PASSAGE:
───
As schools across the country are holding commencement exercises, schoolchildren from Barangay Palma Gil in Talaingod, Davao del Norte would be trudging, instead of marching, and going not up a stage to be applauded, but down from their mountain communities. In the process they have earned a new title – not graduates, but bakwit, evacuees, the displaced.
The first signs of trouble happened in early March, when a group of Talaingod Manobo women ran into a platoon of soldiers of the Armed Forces of the Philippines as they were making their way back to Bukidnon walking through the Pantaron Mountain Range. The group had just come from Nalubas, on the Talaingod side of the Pantaron, to fetch seeds for planting. Manobos on this portion of the Pantaron regularly walk back and forth between Bukidnon and Davao del Norte, oblivious to political boundaries. What they follow instead are the ancient paths of their ancestors that link their kinship networks until today, in spite of the relatively recent imposition of provincial divisions by the State.
The soldiers were looking precisely for a way through those ancient paths, which was allegedly why they accosted the group and forced them to act as guides. Two of the women escaped, but the elderly member of their company was unfortunately left behind.
For several days and nights the sixty-plus year old was forced to go ahead of the soldiers so that they can follow her through the mountains. According to her narration (which she was only able to give a few days ago due to the trauma she suffered), her hands were constantly bound; at nighttime when the soldiers set up camp even her feet were tied up too. They would feed her scraps and leave her out in the cold. A final and most grievous indignity was when the soldiers, on some kind of sick trip, took off her blouse and taunted her, making fun of her body and her tattoos.
───
ITEMS:

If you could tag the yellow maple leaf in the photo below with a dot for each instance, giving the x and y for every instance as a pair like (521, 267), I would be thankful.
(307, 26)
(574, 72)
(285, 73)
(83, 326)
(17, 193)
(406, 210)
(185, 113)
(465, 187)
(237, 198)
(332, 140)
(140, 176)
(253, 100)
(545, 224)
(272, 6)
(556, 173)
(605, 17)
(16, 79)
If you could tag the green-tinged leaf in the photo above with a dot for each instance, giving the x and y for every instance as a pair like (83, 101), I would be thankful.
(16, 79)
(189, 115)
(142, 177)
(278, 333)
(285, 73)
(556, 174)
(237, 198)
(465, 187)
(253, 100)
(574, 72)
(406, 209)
───
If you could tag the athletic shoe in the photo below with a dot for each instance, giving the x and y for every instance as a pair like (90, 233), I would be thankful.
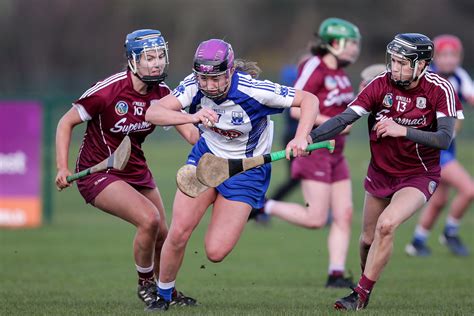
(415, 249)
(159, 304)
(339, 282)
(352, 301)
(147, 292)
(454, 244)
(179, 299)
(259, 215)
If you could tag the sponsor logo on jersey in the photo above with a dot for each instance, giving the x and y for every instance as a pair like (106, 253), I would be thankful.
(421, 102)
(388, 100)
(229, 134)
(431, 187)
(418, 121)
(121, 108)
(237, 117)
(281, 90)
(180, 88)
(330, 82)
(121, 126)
───
TASKS FOR THIS EXERCISE:
a) From the article on the Talaingod evacuees, reproduce word for word the part starting at "For several days" and ending at "and her tattoos.".
b) According to the article on the Talaingod evacuees, why do the Manobos on this part of the Pantaron travel between Bukidnon and Davao del Norte without regard to provincial lines? Answer in one to three sentences.
c) Resume the article on the Talaingod evacuees after its final sentence and carry the account forward.

ANSWERS FOR THIS EXERCISE:
a)
For several days and nights the sixty-plus year old was forced to go ahead of the soldiers so that they can follow her through the mountains. According to her narration (which she was only able to give a few days ago due to the trauma she suffered), her hands were constantly bound; at nighttime when the soldiers set up camp even her feet were tied up too. They would feed her scraps and leave her out in the cold. A final and most grievous indignity was when the soldiers, on some kind of sick trip, took off her blouse and taunted her, making fun of her body and her tattoos.

b) They follow the ancient paths of their ancestors, which still link their kinship networks today. The provincial divisions were imposed by the State only relatively recently.

c)
Like the better known Kalinga in the Cordilleras, Manobos also have traditional tattooing called pangotoeb. But unlike their northern kindred, their practice is in a relatively better state of health, with several artists still performing their duties in their communities and younger people continuing to get tattoos. The tattoos the soldiers mocked is the typical pangotoeb design for Manobo women, composed of a series of thin lines running around their bellies and backs, often forming a thick band across their midsection. The Manobos we’ve talked with say that their pangotoeb are spiritual in meaning and are associated with their welfare in the afterlife. Making fun of their tattoos, therefore, would be tantamount to making fun of the veils of Muslim women, or of a crucifix hanging around a Christian’s neck.
Needless to say, the treatment that this Manobo lady received would be offensive and deplorable in any culture. She was only able to escape one night when the soldiers forgot to bind her legs.
Her’s was not the only story of captivity. On March 19, a group of Manobo schoolchildren, accompanied by one of their teachers and a purok leader, was allegedly held for more than an hour by troops from another platoon. The kids had been getting ready for their school’s recognition day by gathering crops in their fields. They said that the soldiers separated them in several groups and interrogated them: what kind of flag flew on your school’s pole? Can you show us where the armed men are?
The questions sound most absurd; unfortunately they are nothing new to those who work with indigenous schools in the area. The same questions have been asked of dozens of terrified schoolchildren and their teachers across the region for a few years now, also always by soldiers, in an apparent effort to discredit these schools by claiming that they are run by the New People’s Army. This red-tagging and deliberate sabotage of locally built-up educational institutions is one of the hidden shames of the Philippine government, one that I will tackle further in another column.
As if the reports of arbitrary detentions were not enough, by March 20 the scattered Manobo communities on the Talaingod side began to be subjected to aerial bombardment. Panicked texts began to be received by friends here in Davao City. Salugpungan Ta Tanu Igkanugon, the federation of Manobo communities, releases a statement demanding the immediate cessation of hostilities, but the bombing turns out to be just the prelude to the outright takeover of their communities by members of the armed forces.
As the soldiers move into the interior village of Nalubas, they set up their camps right in the middle of the civilian populace, and on the grounds of school, in violation of various Philippine laws. But this is nothing compared to the territorial and moral trespass the soldiers committed by marching through the sacred ground of the panubaran in Nalubas.
The panubaran is a structure made of light materials that could be called the church of the Manobos, but it’s significance goes beyond the religious. The panubaran is also a meeting place for leaders and shamans, and a place for healing and the recovery of the sick. In times of crisis they would withdraw to the panubaran – it is a refuge for bodies and souls.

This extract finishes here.